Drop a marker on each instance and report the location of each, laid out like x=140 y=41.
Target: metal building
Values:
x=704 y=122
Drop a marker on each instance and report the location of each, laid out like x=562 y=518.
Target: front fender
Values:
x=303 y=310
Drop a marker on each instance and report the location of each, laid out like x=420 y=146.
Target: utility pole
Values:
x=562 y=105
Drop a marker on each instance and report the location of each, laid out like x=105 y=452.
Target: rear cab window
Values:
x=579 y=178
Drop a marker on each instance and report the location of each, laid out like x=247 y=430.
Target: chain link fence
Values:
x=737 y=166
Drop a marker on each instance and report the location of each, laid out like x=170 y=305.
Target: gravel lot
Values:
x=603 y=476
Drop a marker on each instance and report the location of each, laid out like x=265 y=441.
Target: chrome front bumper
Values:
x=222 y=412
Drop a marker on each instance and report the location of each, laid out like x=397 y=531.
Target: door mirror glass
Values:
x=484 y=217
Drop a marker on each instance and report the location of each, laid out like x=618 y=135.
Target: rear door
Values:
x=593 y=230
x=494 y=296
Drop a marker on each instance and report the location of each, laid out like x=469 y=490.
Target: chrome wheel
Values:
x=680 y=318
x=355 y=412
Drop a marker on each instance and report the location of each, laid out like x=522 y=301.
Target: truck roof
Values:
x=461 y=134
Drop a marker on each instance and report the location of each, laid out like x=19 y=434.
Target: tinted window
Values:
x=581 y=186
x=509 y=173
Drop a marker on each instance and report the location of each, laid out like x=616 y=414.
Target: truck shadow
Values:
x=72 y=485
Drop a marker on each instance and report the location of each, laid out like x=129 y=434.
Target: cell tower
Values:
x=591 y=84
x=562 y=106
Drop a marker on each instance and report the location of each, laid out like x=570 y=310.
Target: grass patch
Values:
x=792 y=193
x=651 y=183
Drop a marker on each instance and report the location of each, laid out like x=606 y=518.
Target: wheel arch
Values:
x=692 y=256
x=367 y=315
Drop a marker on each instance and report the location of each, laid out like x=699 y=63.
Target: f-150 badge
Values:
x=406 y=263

## Set problem
Starting at the line that contains "like x=606 y=518." and ending at the end of the data, write those lines out again, switching "wheel arch" to "fender well" and leaving everything else unchanged.

## The completed task
Drop a marker on each instance and report the location of each, laid out like x=606 y=518.
Target: fender well
Values:
x=692 y=256
x=367 y=315
Drop a marker on each instance and report the location of each, laid out like x=699 y=63.
Target: f-150 badge
Values:
x=406 y=263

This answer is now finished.